Records from a data source:
*** Block opens ***

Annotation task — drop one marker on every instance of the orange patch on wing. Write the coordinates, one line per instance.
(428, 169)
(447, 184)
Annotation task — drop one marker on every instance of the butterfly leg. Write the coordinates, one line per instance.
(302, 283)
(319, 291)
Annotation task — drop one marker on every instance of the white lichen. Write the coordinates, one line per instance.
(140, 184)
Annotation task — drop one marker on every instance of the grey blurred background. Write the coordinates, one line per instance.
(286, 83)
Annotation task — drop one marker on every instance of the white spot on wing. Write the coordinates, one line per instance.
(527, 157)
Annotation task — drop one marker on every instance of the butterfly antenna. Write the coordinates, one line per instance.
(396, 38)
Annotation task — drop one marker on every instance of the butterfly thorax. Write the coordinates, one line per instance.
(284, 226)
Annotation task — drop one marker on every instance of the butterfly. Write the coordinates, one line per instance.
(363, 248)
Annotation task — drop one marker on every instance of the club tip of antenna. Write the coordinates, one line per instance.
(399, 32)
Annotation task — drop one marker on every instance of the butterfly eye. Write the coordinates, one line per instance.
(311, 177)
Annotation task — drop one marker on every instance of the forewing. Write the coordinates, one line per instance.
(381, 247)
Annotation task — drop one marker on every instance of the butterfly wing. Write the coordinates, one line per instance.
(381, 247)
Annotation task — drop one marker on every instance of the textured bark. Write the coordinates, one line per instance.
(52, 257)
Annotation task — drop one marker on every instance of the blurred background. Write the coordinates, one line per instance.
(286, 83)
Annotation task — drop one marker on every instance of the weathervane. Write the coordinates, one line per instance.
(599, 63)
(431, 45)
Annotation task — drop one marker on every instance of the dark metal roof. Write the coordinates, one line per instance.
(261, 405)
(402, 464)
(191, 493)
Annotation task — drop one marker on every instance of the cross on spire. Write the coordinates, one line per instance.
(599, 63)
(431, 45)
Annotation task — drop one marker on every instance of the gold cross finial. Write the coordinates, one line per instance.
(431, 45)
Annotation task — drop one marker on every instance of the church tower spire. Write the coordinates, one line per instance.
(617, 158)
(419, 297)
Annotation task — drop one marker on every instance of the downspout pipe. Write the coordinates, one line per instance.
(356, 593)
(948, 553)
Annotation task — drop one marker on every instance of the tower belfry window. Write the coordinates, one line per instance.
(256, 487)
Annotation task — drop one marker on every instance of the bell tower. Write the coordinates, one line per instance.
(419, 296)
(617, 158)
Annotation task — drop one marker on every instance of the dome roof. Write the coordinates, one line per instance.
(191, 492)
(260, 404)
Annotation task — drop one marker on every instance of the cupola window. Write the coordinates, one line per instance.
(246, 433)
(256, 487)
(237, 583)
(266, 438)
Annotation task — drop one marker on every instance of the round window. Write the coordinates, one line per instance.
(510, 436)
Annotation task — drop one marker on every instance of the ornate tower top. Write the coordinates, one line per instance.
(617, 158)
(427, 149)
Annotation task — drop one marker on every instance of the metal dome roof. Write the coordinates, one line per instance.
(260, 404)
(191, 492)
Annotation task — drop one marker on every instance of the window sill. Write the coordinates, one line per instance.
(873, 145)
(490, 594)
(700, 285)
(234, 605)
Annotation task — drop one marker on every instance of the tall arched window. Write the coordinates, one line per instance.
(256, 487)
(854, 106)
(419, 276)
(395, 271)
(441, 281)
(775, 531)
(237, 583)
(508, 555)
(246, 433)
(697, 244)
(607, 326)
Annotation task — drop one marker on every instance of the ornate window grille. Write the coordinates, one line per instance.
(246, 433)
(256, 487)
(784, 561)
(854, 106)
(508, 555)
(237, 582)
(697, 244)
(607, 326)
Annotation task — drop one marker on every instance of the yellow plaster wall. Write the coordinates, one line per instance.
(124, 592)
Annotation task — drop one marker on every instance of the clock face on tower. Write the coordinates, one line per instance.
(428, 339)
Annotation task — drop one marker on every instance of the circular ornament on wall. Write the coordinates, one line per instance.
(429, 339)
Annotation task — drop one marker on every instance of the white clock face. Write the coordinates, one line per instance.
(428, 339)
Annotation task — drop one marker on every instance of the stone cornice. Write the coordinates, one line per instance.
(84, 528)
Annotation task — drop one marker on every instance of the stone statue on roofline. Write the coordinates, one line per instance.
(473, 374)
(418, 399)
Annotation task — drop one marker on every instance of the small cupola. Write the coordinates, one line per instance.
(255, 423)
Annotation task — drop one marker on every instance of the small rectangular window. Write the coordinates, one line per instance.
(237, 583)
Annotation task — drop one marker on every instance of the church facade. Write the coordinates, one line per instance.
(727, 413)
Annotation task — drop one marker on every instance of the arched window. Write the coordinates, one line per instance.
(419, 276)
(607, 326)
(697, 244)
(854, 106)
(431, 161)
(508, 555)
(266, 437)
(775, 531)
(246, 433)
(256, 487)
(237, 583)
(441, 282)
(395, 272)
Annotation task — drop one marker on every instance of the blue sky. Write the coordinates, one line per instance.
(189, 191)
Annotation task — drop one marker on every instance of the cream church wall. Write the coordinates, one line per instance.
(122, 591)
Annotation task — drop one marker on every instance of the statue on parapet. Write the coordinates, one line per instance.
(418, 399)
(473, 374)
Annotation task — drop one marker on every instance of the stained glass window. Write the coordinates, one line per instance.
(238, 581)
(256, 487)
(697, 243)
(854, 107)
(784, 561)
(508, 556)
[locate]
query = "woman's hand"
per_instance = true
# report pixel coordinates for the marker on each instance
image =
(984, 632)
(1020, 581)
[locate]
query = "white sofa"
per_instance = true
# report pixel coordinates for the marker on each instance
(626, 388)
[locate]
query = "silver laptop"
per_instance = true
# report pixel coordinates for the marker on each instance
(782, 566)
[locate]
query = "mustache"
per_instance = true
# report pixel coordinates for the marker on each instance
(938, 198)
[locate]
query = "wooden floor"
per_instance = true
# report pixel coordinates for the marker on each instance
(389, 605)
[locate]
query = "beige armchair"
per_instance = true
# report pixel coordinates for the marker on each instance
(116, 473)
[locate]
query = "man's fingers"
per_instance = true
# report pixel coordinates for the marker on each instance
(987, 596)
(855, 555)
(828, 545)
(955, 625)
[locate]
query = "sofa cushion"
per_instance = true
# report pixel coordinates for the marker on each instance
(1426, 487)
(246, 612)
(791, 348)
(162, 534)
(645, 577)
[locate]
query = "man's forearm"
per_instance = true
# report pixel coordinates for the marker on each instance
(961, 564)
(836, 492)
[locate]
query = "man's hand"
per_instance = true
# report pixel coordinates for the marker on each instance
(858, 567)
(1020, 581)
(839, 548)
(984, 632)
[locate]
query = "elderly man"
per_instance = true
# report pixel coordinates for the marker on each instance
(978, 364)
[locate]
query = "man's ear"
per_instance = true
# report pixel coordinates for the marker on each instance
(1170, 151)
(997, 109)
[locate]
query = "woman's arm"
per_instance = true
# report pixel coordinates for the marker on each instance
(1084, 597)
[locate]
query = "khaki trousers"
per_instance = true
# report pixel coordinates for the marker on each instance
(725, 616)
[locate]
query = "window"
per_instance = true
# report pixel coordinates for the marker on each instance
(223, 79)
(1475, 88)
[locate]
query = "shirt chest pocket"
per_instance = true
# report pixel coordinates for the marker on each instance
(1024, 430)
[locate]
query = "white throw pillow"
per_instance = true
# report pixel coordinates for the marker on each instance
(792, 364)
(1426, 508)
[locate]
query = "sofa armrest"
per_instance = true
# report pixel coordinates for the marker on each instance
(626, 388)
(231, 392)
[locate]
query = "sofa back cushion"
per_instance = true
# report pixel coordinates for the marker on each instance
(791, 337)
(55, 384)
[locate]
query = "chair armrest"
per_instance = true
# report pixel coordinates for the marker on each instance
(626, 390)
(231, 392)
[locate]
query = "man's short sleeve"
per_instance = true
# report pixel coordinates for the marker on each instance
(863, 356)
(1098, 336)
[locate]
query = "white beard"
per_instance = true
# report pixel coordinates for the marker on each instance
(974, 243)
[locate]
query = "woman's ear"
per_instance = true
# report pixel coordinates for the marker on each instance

*** Block closes ***

Pull out every line of the records that includes the string "woman".

query = "woman's hand"
query = "woman's arm"
query = "woman's ear"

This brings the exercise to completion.